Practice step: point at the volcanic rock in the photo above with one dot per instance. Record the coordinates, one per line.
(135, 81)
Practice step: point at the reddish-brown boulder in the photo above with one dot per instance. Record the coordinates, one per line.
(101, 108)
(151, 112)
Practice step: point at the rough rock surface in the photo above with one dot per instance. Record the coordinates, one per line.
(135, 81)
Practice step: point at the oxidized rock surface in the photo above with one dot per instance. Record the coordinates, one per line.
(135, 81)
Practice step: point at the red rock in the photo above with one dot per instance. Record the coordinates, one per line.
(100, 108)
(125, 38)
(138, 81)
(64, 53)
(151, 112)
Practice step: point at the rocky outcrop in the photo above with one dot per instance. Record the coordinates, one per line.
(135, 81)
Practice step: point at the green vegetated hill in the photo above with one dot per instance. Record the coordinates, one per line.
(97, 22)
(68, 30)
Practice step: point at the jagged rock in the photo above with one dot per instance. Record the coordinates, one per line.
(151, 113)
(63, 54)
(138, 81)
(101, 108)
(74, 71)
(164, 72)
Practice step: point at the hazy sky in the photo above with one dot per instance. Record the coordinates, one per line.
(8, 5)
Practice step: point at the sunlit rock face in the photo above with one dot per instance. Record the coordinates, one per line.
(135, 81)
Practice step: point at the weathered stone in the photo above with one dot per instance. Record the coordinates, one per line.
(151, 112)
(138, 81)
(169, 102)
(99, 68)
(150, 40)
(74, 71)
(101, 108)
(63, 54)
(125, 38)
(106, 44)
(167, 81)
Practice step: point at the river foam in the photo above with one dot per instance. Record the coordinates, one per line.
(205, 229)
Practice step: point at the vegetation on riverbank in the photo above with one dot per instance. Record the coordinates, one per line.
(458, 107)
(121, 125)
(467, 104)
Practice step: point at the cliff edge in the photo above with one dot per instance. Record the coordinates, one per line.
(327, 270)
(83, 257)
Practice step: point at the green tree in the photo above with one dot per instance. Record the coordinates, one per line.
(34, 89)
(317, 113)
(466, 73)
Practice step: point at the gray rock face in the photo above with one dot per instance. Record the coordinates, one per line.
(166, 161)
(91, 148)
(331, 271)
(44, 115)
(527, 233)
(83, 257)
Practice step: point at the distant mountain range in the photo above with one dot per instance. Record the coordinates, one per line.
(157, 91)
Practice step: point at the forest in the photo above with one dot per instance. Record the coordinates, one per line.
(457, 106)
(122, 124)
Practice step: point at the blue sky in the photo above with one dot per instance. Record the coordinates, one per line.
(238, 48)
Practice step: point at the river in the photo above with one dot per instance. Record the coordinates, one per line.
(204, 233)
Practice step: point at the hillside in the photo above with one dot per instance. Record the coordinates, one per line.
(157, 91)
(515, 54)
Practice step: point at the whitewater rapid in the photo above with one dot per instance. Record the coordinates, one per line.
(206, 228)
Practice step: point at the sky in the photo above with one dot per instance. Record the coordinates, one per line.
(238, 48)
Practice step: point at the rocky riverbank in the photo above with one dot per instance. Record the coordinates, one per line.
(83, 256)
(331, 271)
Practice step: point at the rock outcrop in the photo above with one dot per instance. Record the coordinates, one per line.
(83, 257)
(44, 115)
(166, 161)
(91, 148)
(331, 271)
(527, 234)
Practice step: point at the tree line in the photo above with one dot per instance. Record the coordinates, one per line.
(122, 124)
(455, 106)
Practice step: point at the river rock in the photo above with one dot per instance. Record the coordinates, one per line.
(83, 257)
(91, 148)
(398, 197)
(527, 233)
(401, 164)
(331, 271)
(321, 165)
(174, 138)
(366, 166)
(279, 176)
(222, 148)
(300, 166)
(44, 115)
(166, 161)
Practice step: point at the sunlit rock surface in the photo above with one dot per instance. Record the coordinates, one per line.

• **Brief**:
Copy every one of the records above character for character, keeping each line in its original order.

• **Result**:
Practice step: point at the volcanic rock in the photo above with one dot per instance. Record the coordinates, one per line.
(135, 81)
Practice step: point at the reddish-brown boulder in the photo above with one dot per instance. Record the coordinates, one per line.
(101, 108)
(151, 112)
Practice step: point at the rough rock surface in the photo above with one dot per instance. Record the coordinates, one per line.
(135, 81)
Practice step: point at the oxidized rock surface in the photo above with one dot per instance. Record the coordinates, one per line.
(135, 81)
Practice step: point at the red rock in the photo above with one dot per instance. Record the coordinates, one per line.
(100, 108)
(125, 38)
(138, 81)
(64, 53)
(151, 112)
Practice step: point at the rocky outcrop in the photo above with one dot per instance. Record the coordinates, one per line.
(135, 81)
Practice step: point at the green vegetated hill in the photo above with one dot per instance. Record the coordinates, one per line.
(97, 22)
(68, 30)
Practice step: point at the jagged rock in the photo above with one dot per instance. Record the coordinates, one per line.
(151, 113)
(63, 54)
(138, 81)
(101, 108)
(74, 71)
(164, 72)
Practice step: point at the hazy sky in the photo above with one dot per instance. Record the coordinates, one per line.
(8, 5)
Practice step: point at the sunlit rock face in the photo above with one dot per instance. Record the coordinates, one per line.
(135, 81)
Practice step: point at the weathered stone in the photo above with one dot per instance. Record the coordinates, one per line.
(151, 112)
(138, 81)
(169, 102)
(99, 68)
(150, 40)
(74, 71)
(101, 108)
(63, 54)
(125, 38)
(106, 44)
(167, 81)
Practice step: point at the river foam in the photo above with one dot per instance. Record the coordinates, one per line.
(205, 229)
Practice step: point at the vegetation on riverbank in the photo above with one dot per instance. Record the coordinates, one per line.
(458, 107)
(121, 125)
(467, 104)
Practice step: point at the cliff edge in the photo above with one dot per instance. Record the coordinates, one per line.
(327, 270)
(83, 257)
Practice step: point at the green tree in the photo above with one dot per instance. Record the coordinates, one per line.
(34, 89)
(317, 113)
(466, 73)
Practice step: point at the gray rock face in the photo above with one dot per instance. Record the coordinates, one per line.
(166, 161)
(91, 148)
(331, 271)
(44, 115)
(527, 233)
(83, 257)
Practice step: point at the distant mountain range in the photo above with one dot per instance. Record the coordinates, one per line.
(157, 91)
Practice step: point at the forest in the photo above with one dot per instance. Record the coordinates, one per line.
(457, 106)
(122, 124)
Practice step: point at the blue sky in the photo above with one dot per instance. Record the coordinates, one per line.
(238, 48)
Practice step: point at the river in the photo above with one dot per instance. Record the coordinates, one per line.
(204, 233)
Practice step: point at the hillside in the photo above with one dot per instance. Record the coordinates, one per line.
(157, 91)
(515, 54)
Practice step: point at the whitewater rapid in the photo above with one dot per instance. Record the coordinates, one per line.
(206, 228)
Practice step: point at the sky in the photo above with one dot per instance. Record the coordinates, one per line.
(238, 48)
Practice step: point at the rocky riverbank in the photo above with one dot per instance. Record the coordinates, one per line.
(83, 256)
(331, 271)
Practice step: point at the rock outcrop in the photo above with one dot per instance. Record the coordinates, one per line.
(83, 257)
(44, 115)
(166, 161)
(91, 148)
(331, 271)
(527, 234)
Practice step: point at the tree line in the photo above with one dot per instance. Record the coordinates, one per line.
(122, 124)
(455, 106)
Practice step: point at the river rock in the photo above with one dot per instance. Record the coordinates, one per line.
(83, 257)
(91, 148)
(398, 197)
(527, 233)
(401, 164)
(331, 271)
(321, 165)
(174, 138)
(366, 166)
(279, 176)
(222, 148)
(300, 166)
(44, 115)
(166, 161)
Practice step: point at the sunlit rock surface in the photo above with one dot per instance. Record the coordinates, one per line.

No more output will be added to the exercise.